STORED ROWS:

··········

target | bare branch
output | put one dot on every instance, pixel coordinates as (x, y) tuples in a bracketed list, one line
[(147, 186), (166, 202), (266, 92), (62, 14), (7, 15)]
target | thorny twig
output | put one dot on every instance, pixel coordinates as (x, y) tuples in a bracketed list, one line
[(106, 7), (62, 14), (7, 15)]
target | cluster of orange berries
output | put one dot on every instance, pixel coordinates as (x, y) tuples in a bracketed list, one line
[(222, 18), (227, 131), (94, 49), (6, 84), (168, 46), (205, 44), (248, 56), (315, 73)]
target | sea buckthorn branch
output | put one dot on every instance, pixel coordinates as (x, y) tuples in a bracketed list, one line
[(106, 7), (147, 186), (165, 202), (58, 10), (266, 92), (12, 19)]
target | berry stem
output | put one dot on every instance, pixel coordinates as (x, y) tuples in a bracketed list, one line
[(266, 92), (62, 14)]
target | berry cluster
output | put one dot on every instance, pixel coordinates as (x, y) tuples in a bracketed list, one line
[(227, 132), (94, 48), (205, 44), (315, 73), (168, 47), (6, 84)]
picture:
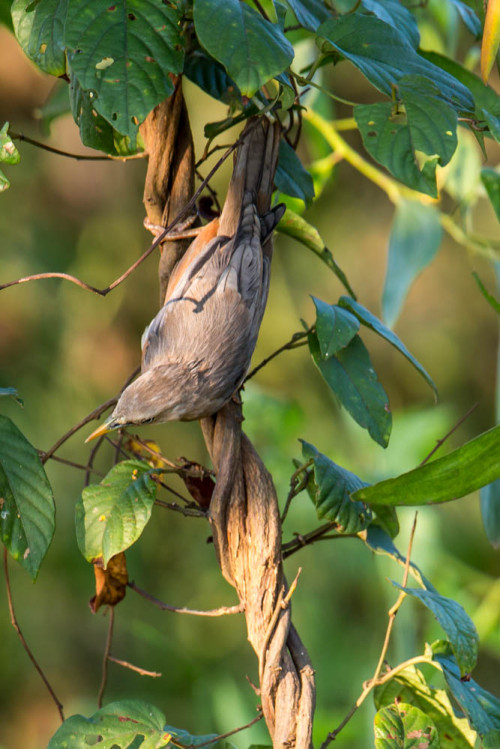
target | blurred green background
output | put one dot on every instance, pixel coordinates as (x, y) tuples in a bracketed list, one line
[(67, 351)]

··········

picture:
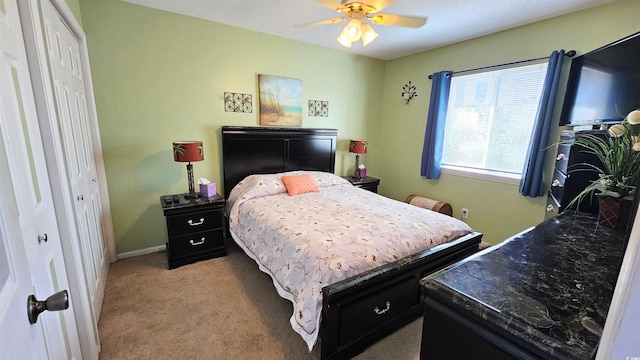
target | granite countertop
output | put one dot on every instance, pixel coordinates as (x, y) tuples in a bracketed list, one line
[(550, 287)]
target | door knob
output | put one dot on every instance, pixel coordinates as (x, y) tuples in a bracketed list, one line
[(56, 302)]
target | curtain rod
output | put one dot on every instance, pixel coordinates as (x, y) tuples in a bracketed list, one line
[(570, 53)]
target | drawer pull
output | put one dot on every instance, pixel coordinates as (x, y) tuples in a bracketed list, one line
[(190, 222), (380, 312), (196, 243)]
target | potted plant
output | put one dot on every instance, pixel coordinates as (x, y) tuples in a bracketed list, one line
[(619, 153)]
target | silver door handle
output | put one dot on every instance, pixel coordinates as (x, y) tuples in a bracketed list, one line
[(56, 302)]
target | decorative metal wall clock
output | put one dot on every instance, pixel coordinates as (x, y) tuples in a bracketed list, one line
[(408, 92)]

··········

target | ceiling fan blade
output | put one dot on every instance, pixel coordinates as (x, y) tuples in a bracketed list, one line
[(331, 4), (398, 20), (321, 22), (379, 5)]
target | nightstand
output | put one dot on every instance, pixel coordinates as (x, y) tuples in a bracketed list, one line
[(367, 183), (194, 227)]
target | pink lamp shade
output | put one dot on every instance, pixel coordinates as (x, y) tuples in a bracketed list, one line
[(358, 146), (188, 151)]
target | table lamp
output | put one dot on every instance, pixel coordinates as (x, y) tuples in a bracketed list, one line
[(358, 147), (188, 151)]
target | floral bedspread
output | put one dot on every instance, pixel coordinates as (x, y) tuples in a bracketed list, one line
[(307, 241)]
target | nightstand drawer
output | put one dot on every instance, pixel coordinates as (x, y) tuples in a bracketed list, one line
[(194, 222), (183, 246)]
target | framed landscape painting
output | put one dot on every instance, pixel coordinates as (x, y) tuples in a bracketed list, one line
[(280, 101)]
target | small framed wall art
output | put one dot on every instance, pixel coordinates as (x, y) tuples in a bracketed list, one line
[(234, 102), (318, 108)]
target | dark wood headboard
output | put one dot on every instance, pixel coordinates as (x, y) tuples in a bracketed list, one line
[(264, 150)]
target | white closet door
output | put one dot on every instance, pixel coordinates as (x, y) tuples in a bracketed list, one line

··········

WHAT TO DO:
From the records above, pull out unchanged every line starting with the line containing "target | potted plant" and going on through the line containing "[(408, 92)]", both of those included. Give those lines alone.

RESULT OF THE EXERCISE:
target | potted plant
output | put one dot on every instance, pixel coordinates as (x, y) tuples in a bracketed list, one line
[(619, 153)]
target | silver door handle
output | put one dot on every instance, pixel coordinates as (x, y) tuples in a bracketed list, one line
[(56, 302)]
target | decorative metal wall clock
output | put one dot on every instance, pixel coordinates as (x, y) tuples in a bracketed list, one line
[(408, 92)]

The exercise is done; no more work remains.